* _AIM OF THE EXERCISE_: Return every line below verbatim, preserving each character, space, and line break.

+++ RECORDS SHOWN +++

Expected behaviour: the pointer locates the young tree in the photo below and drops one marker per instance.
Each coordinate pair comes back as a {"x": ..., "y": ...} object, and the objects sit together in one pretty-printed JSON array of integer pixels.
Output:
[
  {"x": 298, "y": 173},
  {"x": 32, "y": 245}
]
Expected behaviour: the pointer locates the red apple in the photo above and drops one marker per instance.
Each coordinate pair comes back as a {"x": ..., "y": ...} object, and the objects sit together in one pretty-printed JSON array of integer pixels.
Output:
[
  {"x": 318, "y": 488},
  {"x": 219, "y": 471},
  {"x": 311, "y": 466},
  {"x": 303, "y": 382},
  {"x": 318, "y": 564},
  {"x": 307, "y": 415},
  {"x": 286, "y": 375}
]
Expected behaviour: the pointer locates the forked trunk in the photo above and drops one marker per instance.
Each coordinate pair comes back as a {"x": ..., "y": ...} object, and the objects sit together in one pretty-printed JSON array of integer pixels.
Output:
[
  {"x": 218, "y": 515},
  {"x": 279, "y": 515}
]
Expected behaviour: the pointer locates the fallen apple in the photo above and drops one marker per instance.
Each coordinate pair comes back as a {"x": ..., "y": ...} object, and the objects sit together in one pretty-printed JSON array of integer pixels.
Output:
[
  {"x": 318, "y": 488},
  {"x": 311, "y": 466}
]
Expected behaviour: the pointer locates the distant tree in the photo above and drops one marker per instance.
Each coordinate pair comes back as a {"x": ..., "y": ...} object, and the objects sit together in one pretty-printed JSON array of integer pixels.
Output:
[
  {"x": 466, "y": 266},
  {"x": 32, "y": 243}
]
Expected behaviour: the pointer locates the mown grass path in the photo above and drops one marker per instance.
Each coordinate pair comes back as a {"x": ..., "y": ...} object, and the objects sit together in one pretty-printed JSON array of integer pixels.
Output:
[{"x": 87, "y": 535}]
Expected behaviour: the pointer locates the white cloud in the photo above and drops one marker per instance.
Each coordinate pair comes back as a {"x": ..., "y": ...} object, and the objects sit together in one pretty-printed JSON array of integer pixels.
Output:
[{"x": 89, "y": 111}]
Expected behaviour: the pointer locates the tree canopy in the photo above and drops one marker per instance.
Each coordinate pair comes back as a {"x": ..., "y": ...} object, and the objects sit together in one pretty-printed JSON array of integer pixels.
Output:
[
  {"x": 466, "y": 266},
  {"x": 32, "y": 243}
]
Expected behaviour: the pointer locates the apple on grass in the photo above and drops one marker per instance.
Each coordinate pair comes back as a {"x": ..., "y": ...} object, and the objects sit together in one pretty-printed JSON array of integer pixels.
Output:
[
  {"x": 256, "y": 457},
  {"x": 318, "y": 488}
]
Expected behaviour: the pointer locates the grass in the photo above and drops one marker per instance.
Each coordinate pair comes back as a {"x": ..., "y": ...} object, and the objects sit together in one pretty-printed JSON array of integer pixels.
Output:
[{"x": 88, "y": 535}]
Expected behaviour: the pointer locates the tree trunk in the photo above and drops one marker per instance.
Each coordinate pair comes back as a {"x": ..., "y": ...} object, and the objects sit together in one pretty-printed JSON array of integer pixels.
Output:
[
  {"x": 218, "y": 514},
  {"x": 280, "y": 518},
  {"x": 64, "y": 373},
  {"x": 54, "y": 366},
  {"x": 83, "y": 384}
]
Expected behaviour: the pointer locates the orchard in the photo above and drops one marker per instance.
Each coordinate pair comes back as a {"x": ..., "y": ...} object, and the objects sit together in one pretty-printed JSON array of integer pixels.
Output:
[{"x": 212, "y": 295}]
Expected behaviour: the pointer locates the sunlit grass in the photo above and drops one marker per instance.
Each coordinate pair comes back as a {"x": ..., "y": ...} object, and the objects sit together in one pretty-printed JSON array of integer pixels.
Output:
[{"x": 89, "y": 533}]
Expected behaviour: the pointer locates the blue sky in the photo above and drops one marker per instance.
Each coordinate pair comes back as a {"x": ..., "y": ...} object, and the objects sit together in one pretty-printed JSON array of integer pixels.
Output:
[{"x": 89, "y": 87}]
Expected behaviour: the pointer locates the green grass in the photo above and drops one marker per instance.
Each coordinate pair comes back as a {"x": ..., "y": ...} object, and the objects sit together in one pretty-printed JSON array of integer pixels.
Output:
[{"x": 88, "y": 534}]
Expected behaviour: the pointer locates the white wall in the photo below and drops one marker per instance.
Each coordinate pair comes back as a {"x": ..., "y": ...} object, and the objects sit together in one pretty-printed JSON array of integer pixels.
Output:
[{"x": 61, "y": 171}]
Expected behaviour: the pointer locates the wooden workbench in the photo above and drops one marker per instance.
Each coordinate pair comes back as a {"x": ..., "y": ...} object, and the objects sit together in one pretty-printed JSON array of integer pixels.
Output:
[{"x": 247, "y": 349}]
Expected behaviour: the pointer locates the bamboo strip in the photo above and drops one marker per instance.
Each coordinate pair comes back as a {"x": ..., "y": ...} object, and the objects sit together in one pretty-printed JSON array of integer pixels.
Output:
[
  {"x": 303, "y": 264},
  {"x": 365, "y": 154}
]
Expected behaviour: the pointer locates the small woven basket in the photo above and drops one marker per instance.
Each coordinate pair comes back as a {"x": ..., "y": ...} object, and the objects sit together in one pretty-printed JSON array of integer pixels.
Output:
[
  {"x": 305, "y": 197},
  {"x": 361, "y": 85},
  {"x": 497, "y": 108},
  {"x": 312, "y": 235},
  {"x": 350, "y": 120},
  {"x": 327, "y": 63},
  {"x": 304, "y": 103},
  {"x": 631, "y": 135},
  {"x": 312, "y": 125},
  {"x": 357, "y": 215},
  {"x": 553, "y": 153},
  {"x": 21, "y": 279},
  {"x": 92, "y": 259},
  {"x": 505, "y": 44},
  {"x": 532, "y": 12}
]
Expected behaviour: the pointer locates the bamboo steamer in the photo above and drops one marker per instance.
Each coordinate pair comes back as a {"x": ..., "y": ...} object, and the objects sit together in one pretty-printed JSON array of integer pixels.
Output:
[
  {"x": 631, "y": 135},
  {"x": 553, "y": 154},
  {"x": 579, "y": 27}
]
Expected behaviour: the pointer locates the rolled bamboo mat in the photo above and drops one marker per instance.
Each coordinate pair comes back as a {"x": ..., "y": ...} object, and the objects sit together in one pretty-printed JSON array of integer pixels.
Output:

+++

* _FINAL RESULT_:
Expected behaviour: the pointer locates the young tree in the photo below and drops one marker per instance.
Each coordinate pair comes back as a {"x": ..., "y": ...} object, and the objects sit together in one pretty-printed JSON array of integer pixels.
Output:
[
  {"x": 298, "y": 173},
  {"x": 32, "y": 245}
]
Expected behaviour: the pointer locates the red apple in the photo above and drops one marker per instance.
Each coordinate pair comes back as a {"x": ..., "y": ...} object, and the objects sit together in one pretty-printed JSON array of integer pixels.
Output:
[
  {"x": 318, "y": 488},
  {"x": 219, "y": 471},
  {"x": 311, "y": 466},
  {"x": 303, "y": 382},
  {"x": 318, "y": 564},
  {"x": 307, "y": 415},
  {"x": 286, "y": 375}
]
Expected behaviour: the pointer locates the forked trunk in the photo above and drops one marker per instance.
Each coordinate pair comes back as a {"x": ..., "y": ...} object, and the objects sit together in one pretty-printed JSON array of integer pixels.
Output:
[
  {"x": 218, "y": 515},
  {"x": 279, "y": 515}
]
Expected behaviour: the pointer locates the fallen apple in the photo above and drops one marker per instance.
Each coordinate pair comes back as a {"x": ..., "y": ...} object, and the objects sit together in one pretty-printed JSON array of integer pixels.
Output:
[
  {"x": 318, "y": 488},
  {"x": 311, "y": 466}
]
Expected behaviour: the pointer locates the distant tree in the photo above and drops one marker per instance.
Each coordinate pair comes back as a {"x": ..., "y": ...} object, and the objects sit together in one pretty-printed JSON array of integer pixels.
Output:
[
  {"x": 466, "y": 266},
  {"x": 32, "y": 243}
]
Expected behaviour: the pointer locates the mown grass path in the photo above and drops one marker per instance.
Each coordinate pair comes back as a {"x": ..., "y": ...} object, and the objects sit together in one pretty-printed JSON array of integer pixels.
Output:
[{"x": 87, "y": 535}]
Expected behaviour: the pointer locates the white cloud in the photo above and drops one marker per instance.
Each coordinate pair comes back as a {"x": ..., "y": ...} object, and the objects sit together in one pretty-printed JSON array of integer pixels.
Output:
[{"x": 89, "y": 111}]
Expected behaviour: the pointer locates the tree canopy in the photo above and drops one marker per instance.
Each coordinate pair comes back as a {"x": ..., "y": ...} object, and the objects sit together in one pretty-printed JSON array of integer pixels.
Output:
[
  {"x": 466, "y": 266},
  {"x": 32, "y": 243}
]
Expected behaviour: the pointer locates the apple on grass in the photo above and drops one marker per instance.
Each coordinate pair comes back as a {"x": ..., "y": ...} object, and the objects sit together in one pretty-printed JSON array of integer pixels.
Output:
[
  {"x": 256, "y": 457},
  {"x": 318, "y": 488}
]
Expected behaviour: the pointer locates the grass in the photo above and drops one marker per instance.
Each coordinate pair comes back as a {"x": ..., "y": ...} object, and the objects sit together in one pretty-printed JSON array of integer pixels.
Output:
[{"x": 88, "y": 535}]
Expected behaviour: the pointer locates the tree trunk in the photo above and drops one marker per instance.
Each coordinate pair comes back as a {"x": ..., "y": ...} object, and the objects sit together in one pretty-printed JSON array of integer pixels.
Output:
[
  {"x": 218, "y": 514},
  {"x": 280, "y": 518},
  {"x": 64, "y": 373},
  {"x": 54, "y": 366},
  {"x": 83, "y": 384}
]
Expected behaviour: the pointer locates the orchard in the photo above and drops one marker per instance.
Each coordinate pair comes back as a {"x": ..., "y": ...} object, and the objects sit together in one pretty-printed JSON array of integer pixels.
Output:
[{"x": 212, "y": 295}]
Expected behaviour: the pointer locates the sunlit grass in the photo above and drops one marker per instance.
Each coordinate pair comes back as a {"x": ..., "y": ...} object, and the objects sit together in one pretty-printed JSON array of integer pixels.
Output:
[{"x": 89, "y": 533}]
Expected behaviour: the pointer locates the blue sky in the photo above and drops one marker per instance.
Each coordinate pair comes back as a {"x": ..., "y": ...} object, and the objects sit together in one pretty-printed JSON array of integer pixels.
Output:
[{"x": 89, "y": 87}]
Expected behaviour: the pointer locates the green grass in the photo above and drops one marker per instance.
Each coordinate pair comes back as a {"x": ..., "y": ...} object, and the objects sit together in one pretty-printed JSON array of integer pixels.
Output:
[{"x": 88, "y": 534}]
Expected behaviour: the pointer locates the white wall in the photo below and drops one marker per instance.
Each coordinate pair comes back as a {"x": ..., "y": ...} object, and the objects sit together in one pretty-printed JSON array of integer pixels.
Output:
[{"x": 61, "y": 171}]
Expected behaviour: the pointer locates the wooden workbench in the photo above and drops one marker per instance.
Each coordinate pair comes back as a {"x": ..., "y": ...} object, and the objects sit together in one pretty-printed JSON array of integer pixels.
Output:
[{"x": 247, "y": 349}]
Expected behaviour: the pointer locates the bamboo strip in the photo above and drops one marker per instance.
Each coordinate pair comes back as a {"x": ..., "y": ...} object, and the objects sit together in one pretty-printed JSON array of integer pixels.
Output:
[
  {"x": 303, "y": 264},
  {"x": 365, "y": 154}
]
Expected behaviour: the pointer locates the small woven basket in the photo above and drops one marker per instance.
Each coordinate pair comes back as a {"x": ..., "y": ...} object, and the objects sit together in one pretty-printed JSON array of integer pixels.
Output:
[
  {"x": 305, "y": 197},
  {"x": 361, "y": 85},
  {"x": 497, "y": 108},
  {"x": 312, "y": 235},
  {"x": 350, "y": 120},
  {"x": 327, "y": 63},
  {"x": 304, "y": 103},
  {"x": 631, "y": 135},
  {"x": 312, "y": 125},
  {"x": 357, "y": 215},
  {"x": 553, "y": 153},
  {"x": 21, "y": 279},
  {"x": 92, "y": 259},
  {"x": 505, "y": 44},
  {"x": 532, "y": 12}
]
Expected behaviour: the pointer locates the bamboo steamer in the photo above and drops one marker per instance.
Each coordinate pair comes back as a {"x": ..., "y": ...} object, and the objects sit together in one pretty-printed JSON array of integer pixels.
Output:
[
  {"x": 631, "y": 135},
  {"x": 553, "y": 154},
  {"x": 579, "y": 27}
]
Expected behaviour: the pointer locates the rolled bamboo mat in the photo above and drops one marker per instance.
Each coordinate pair comes back as a {"x": ..., "y": ...} object, and the objects sit together in one pretty-printed JSON array of integer pixels.
Output:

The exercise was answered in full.